### SUPPLIED TEXT
◇ ◇ ◇ ◇

Two small points before I respond to your questions. One: all I have is a hypothesis that can guide research. In itself, it is not a theory and I cannot hope to convince anyone (at this stage) that this hypothesis is true. It requires years of research (of different kinds) before it can be made compelling. Therefore, please know that I understand your skepticism and find it only natural. Two: However, I will give you some indications about why I find the hypothesis interesting and worthy of further research. I will choose some examples at random to indicate the kind of problems that this hypothesis promises to solve.

◇ ◇ ◇ ◇

### MATERIAL SHOWN
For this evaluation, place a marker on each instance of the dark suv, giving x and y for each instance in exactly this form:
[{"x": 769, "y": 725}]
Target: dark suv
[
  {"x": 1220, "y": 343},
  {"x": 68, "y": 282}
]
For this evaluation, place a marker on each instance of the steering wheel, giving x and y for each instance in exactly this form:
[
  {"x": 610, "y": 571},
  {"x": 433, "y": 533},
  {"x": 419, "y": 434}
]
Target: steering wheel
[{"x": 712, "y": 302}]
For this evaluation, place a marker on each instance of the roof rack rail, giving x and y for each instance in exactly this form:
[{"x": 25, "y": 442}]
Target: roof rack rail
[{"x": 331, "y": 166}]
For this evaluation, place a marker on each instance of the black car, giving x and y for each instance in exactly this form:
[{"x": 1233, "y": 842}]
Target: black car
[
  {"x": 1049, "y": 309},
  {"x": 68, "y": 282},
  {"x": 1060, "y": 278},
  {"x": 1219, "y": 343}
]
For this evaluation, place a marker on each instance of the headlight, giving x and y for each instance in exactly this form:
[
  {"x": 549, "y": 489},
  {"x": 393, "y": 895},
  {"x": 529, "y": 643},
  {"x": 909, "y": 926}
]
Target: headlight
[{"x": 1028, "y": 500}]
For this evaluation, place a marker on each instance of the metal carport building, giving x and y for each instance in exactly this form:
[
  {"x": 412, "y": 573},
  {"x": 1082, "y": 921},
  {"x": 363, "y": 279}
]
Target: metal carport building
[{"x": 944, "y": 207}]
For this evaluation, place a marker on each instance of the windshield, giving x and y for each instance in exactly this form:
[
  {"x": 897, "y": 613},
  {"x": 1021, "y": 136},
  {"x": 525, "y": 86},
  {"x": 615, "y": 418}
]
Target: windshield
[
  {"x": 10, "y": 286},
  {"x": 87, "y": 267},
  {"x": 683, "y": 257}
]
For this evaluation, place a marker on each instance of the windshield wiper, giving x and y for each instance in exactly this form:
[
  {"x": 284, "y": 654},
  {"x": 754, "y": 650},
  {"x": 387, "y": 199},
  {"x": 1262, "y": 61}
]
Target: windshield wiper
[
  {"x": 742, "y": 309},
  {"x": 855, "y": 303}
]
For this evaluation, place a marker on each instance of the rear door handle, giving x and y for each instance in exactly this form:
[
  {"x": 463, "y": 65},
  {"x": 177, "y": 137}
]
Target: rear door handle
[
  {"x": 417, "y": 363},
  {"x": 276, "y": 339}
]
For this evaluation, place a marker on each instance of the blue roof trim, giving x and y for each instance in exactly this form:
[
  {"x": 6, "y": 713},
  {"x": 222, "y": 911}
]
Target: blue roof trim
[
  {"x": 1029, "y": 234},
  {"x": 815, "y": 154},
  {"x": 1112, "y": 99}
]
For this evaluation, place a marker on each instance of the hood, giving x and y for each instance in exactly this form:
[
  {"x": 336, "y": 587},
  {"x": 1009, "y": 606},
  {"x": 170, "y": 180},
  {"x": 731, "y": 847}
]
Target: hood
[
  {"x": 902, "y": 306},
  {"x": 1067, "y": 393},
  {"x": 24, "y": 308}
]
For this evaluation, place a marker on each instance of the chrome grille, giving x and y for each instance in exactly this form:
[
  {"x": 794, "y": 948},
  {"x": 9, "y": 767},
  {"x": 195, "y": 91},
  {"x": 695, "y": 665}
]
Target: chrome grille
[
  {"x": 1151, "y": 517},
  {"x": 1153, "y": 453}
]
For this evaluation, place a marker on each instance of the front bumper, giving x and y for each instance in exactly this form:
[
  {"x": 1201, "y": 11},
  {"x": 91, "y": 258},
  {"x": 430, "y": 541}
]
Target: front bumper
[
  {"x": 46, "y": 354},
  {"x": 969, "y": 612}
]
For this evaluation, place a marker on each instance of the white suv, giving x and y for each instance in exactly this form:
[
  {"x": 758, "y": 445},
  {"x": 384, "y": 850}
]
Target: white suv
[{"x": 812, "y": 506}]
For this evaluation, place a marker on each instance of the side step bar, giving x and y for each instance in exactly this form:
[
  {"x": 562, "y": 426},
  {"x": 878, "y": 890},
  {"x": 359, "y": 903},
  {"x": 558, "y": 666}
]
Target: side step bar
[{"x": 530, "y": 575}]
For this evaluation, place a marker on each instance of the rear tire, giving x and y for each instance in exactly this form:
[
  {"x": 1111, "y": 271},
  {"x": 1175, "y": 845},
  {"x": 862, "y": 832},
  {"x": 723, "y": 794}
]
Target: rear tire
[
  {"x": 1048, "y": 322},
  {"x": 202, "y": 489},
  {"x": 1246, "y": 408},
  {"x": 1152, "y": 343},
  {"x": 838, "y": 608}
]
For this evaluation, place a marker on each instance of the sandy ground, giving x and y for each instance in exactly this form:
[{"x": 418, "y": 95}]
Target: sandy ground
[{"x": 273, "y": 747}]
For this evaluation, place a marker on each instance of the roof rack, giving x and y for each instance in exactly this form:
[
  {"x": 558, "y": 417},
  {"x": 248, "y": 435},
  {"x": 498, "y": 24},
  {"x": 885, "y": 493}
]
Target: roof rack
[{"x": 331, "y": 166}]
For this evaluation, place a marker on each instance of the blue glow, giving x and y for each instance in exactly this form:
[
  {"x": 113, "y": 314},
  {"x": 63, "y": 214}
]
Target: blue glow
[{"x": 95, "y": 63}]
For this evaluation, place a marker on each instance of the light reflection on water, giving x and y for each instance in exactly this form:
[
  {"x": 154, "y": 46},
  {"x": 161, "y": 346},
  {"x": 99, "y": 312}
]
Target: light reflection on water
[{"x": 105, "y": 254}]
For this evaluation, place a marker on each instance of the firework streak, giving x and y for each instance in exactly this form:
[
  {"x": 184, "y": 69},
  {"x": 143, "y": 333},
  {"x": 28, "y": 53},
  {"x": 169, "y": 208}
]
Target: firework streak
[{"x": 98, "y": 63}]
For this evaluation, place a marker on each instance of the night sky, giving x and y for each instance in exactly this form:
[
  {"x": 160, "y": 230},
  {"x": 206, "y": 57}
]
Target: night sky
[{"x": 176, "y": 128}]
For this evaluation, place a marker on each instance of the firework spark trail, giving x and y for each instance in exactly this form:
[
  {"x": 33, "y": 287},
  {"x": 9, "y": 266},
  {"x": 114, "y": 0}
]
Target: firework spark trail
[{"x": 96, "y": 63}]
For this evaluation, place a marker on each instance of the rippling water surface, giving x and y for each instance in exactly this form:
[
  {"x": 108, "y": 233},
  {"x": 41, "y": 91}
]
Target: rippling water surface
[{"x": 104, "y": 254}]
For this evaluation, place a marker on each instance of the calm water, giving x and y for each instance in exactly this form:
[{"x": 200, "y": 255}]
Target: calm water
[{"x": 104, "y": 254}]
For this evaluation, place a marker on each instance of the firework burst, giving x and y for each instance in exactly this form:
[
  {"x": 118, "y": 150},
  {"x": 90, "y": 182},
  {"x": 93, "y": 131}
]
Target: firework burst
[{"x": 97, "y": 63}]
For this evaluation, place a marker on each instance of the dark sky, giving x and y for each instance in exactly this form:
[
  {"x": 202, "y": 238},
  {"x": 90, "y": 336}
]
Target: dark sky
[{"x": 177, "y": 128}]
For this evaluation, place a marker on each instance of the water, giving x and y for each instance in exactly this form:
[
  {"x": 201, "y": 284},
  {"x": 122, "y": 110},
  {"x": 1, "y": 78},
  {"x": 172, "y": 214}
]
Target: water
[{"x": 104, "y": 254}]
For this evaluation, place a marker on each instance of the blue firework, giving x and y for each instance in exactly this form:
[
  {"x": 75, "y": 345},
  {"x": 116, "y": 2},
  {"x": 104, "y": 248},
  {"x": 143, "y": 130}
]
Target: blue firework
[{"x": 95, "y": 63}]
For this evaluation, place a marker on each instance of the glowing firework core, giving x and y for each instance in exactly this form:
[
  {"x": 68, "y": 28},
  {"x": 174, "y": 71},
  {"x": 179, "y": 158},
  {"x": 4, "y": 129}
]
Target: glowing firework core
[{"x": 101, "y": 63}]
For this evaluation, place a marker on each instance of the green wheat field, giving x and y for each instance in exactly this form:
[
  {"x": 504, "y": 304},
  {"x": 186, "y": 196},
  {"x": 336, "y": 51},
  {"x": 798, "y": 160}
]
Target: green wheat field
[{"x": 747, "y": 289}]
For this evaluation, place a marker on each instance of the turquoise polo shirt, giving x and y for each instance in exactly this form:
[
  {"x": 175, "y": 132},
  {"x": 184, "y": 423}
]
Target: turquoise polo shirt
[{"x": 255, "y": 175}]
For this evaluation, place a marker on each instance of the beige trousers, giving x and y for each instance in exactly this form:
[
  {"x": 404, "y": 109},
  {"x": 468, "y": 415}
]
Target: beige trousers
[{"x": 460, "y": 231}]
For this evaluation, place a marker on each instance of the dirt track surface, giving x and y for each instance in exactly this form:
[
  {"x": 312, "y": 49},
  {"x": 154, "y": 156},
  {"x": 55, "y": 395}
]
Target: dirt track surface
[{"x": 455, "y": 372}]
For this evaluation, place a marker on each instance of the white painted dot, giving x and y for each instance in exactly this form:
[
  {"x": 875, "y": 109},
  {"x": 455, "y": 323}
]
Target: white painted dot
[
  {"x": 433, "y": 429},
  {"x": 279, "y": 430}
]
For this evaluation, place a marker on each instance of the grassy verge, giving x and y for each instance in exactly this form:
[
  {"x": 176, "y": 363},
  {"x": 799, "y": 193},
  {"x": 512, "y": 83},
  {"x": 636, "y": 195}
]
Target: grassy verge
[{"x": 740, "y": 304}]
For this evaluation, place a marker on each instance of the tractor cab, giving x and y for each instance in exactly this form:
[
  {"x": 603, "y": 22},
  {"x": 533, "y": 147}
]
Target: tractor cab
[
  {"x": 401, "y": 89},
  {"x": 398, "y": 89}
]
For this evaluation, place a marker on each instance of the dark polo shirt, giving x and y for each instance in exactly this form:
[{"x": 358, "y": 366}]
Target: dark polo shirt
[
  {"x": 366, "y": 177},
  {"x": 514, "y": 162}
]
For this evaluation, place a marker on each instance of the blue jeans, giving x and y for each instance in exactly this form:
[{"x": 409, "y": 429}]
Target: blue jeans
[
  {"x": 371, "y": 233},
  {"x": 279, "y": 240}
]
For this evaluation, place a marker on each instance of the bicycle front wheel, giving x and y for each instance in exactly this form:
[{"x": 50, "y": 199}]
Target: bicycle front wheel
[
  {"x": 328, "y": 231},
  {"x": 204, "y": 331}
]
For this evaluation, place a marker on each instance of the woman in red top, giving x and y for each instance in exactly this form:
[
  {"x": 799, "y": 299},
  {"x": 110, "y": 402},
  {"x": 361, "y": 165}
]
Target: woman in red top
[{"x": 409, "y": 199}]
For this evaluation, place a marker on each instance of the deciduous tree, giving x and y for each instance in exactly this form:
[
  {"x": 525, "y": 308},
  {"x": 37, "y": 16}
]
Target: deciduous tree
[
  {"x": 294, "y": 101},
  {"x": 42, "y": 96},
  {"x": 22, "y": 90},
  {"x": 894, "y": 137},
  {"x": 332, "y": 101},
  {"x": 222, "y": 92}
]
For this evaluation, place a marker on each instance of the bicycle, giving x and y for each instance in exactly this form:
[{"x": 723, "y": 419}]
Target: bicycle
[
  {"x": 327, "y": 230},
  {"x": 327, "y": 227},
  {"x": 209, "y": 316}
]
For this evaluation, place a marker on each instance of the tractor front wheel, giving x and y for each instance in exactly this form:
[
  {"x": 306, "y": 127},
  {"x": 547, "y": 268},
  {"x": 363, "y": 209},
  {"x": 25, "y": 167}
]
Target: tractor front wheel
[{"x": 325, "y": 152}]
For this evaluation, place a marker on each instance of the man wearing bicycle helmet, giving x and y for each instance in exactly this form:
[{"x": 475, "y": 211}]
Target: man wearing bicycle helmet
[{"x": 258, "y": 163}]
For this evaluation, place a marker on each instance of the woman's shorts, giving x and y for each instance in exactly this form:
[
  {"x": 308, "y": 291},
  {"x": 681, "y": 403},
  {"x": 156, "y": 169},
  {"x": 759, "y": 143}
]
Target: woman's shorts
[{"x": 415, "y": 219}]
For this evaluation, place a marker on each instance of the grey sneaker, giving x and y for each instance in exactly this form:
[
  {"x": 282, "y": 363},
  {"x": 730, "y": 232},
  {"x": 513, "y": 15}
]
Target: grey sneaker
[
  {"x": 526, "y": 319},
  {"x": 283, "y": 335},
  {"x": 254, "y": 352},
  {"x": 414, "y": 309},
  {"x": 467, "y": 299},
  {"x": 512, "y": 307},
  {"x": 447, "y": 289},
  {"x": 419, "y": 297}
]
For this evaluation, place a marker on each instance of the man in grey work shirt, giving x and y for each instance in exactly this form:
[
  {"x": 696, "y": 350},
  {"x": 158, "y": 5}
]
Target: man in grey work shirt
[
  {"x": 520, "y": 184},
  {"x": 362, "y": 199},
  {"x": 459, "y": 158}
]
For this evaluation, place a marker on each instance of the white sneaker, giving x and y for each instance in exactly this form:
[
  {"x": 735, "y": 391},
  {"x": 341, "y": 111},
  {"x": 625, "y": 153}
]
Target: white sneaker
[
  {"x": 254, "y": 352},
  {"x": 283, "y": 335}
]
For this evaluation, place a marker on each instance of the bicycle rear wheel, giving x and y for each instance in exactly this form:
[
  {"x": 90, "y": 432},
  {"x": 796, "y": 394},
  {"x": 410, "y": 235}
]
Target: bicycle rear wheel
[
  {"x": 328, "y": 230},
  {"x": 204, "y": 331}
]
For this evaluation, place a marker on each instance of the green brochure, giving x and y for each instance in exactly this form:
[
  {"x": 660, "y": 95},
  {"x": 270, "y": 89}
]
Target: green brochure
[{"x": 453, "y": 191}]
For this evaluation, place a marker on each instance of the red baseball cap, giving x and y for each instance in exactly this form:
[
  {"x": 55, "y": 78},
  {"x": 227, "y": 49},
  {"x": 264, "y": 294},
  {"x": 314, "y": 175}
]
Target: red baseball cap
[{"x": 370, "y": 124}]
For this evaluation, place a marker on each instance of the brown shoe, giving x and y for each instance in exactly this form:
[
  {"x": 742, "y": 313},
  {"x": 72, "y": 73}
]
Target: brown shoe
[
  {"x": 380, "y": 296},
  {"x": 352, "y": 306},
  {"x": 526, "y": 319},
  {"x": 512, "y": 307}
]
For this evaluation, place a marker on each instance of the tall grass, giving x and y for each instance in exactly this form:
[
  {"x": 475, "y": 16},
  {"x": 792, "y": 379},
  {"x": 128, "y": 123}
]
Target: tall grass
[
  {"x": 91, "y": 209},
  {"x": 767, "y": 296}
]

◇ ◇ ◇ ◇

### EXERCISE AIM
Reproduce the passage on the research hypothesis above word for word, beginning with the words "Two small points" and ending after the words "promises to solve.".

### TASK ANSWER
Two small points before I respond to your questions. One: all I have is a hypothesis that can guide research. In itself, it is not a theory and I cannot hope to convince anyone (at this stage) that this hypothesis is true. It requires years of research (of different kinds) before it can be made compelling. Therefore, please know that I understand your skepticism and find it only natural. Two: However, I will give you some indications about why I find the hypothesis interesting and worthy of further research. I will choose some examples at random to indicate the kind of problems that this hypothesis promises to solve.